- _Written tasks_
1 – Please list, in order, each thing the paragraph beginning "This is a blog post" in the Hipster Hitler blog post says the post is about.
2 – Repeat word for word the stretch of the Hipster Hitler blog post from "Why all these" through "bit of hilarity.".

- _Selected passage_
↓↓↓
September 24, 2014

Hipster Hitler book angers two Britons, inspires terrible journalism

by

With apologies to Hipster Hitler.

With apologies to Hipster Hitler.

This is a blog post about a comic strip called Hipster Hitler. Or rather, this is a blog post about a book based on a comic strip called Hipster Hitler. Well, actually, no, this is a blog post about some Britons who were angered by a book based on a comic strip called Hipster Hitler. Actually, even that’s not right—what this blog post is really about is the Daily Mail Online’s singularly foolish coverage of some Britons who were angered by a book based on a comic strip called Hipster Hitler.

Why all these contortions? Blame Alex Shephard, my editor and tyrannical overlord. Alex was the one who told me to write about the unfolding drama over the Hipster Hitler comic strip, but the problem with this assignment is that Hipster Hitler is not funny and unworthy of controversy, unless said controversy has something to do with the strip’s spectacular unfunniness. Unfortunately, it doesn’t, which is why I decided that it’s much more productive to mock the Daily Mail Online than it is to talk about a comic strip lacking in the slightest bit of hilarity.
↑↑↑
(Some records)
↓↓↓
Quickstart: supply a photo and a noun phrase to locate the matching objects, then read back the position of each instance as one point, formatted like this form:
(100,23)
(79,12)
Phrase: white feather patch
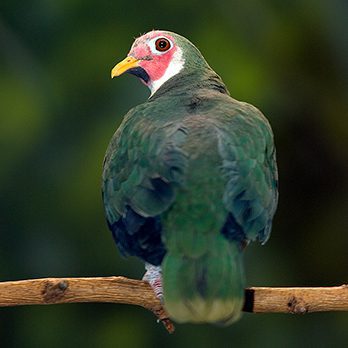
(174,67)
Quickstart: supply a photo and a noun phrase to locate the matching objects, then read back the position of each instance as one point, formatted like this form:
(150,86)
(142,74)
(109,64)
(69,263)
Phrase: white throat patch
(174,67)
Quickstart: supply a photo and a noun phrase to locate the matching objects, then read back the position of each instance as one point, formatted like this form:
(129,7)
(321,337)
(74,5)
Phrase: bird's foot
(153,276)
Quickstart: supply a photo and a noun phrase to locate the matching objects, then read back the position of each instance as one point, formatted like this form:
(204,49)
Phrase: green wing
(249,165)
(143,165)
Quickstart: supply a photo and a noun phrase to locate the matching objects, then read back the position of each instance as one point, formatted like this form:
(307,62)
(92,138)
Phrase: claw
(153,276)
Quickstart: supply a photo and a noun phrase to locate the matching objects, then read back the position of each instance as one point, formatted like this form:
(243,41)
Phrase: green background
(59,109)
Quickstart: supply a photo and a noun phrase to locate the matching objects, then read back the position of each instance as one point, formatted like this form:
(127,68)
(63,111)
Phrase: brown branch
(137,292)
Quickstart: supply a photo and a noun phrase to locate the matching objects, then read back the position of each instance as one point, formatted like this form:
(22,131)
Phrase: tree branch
(138,292)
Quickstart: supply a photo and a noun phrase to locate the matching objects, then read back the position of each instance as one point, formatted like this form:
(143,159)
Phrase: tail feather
(209,288)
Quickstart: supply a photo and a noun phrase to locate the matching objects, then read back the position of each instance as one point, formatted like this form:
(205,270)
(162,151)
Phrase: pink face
(155,51)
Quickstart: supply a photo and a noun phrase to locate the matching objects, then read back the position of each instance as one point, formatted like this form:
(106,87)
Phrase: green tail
(209,288)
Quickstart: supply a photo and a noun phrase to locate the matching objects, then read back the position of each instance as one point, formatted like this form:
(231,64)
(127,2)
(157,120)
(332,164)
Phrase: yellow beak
(126,64)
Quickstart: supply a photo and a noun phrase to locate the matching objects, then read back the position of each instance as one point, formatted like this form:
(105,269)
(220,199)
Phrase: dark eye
(162,44)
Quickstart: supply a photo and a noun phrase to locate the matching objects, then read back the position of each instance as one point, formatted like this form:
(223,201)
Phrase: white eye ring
(153,48)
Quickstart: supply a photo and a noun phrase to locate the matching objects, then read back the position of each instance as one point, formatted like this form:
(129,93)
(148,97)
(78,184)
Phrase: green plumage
(213,161)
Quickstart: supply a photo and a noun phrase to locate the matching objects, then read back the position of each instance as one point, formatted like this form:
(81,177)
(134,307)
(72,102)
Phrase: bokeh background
(59,109)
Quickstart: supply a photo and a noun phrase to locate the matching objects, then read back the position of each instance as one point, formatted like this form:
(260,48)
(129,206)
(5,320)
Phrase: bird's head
(157,56)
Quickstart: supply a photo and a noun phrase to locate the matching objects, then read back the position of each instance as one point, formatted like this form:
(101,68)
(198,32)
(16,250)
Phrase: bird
(189,179)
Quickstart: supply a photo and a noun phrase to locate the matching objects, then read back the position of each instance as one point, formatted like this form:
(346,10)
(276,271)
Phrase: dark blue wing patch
(139,236)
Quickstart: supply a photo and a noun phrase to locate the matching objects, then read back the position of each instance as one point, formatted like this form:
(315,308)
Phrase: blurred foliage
(59,108)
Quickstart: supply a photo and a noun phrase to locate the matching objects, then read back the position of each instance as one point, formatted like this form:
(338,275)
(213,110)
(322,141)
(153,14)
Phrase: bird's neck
(191,80)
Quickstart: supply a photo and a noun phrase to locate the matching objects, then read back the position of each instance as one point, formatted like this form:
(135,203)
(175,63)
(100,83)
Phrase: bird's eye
(162,44)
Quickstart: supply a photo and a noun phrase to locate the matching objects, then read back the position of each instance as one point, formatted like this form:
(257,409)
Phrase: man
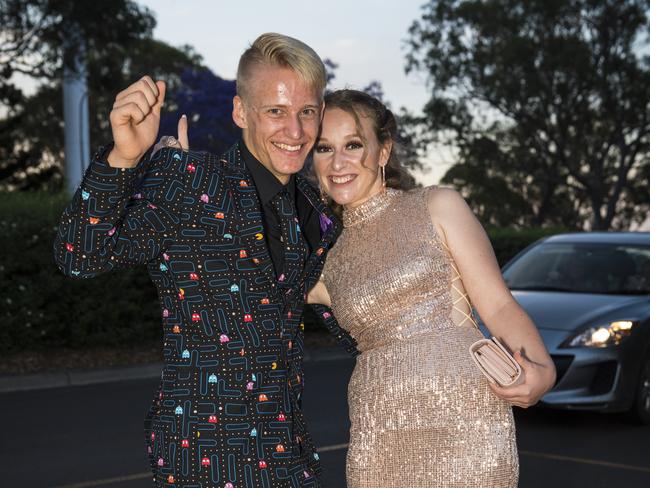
(232,244)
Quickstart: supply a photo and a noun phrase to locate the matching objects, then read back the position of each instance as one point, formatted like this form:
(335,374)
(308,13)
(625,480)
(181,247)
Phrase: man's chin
(290,168)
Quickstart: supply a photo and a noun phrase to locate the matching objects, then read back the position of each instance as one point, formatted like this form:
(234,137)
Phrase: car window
(582,268)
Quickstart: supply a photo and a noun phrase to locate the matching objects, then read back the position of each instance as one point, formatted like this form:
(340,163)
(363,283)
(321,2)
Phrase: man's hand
(135,120)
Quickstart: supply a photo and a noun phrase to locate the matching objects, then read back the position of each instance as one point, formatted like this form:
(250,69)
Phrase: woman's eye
(354,145)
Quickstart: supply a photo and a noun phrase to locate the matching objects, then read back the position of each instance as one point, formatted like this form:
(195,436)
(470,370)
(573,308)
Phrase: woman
(402,279)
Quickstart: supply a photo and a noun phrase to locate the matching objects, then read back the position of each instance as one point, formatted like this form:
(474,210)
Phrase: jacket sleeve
(326,318)
(121,217)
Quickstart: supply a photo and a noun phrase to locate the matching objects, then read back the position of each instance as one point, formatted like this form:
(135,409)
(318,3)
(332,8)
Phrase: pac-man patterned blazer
(227,414)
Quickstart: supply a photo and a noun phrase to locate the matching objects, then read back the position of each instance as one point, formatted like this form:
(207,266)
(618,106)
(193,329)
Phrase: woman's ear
(239,112)
(384,153)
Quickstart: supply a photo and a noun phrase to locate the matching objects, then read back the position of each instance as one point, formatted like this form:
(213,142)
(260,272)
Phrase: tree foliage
(206,99)
(547,102)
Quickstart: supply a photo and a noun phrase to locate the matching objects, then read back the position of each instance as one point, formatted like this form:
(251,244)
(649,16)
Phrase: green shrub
(42,309)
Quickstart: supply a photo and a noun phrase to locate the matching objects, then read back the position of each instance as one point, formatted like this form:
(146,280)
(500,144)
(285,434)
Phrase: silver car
(589,295)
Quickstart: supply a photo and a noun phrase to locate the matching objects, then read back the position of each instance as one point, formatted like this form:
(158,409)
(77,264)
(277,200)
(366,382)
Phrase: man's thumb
↑↑↑
- _Solved problems_
1 –
1. A comic strip called Hipster Hitler
2. A book based on a comic strip called Hipster Hitler
3. Some Britons who were angered by a book based on a comic strip called Hipster Hitler
4. The Daily Mail Online's singularly foolish coverage of some Britons who were angered by a book based on a comic strip called Hipster Hitler

2 –
Why all these contortions? Blame Alex Shephard, my editor and tyrannical overlord. Alex was the one who told me to write about the unfolding drama over the Hipster Hitler comic strip, but the problem with this assignment is that Hipster Hitler is not funny and unworthy of controversy, unless said controversy has something to do with the strip’s spectacular unfunniness. Unfortunately, it doesn’t, which is why I decided that it’s much more productive to mock the Daily Mail Online than it is to talk about a comic strip lacking in the slightest bit of hilarity.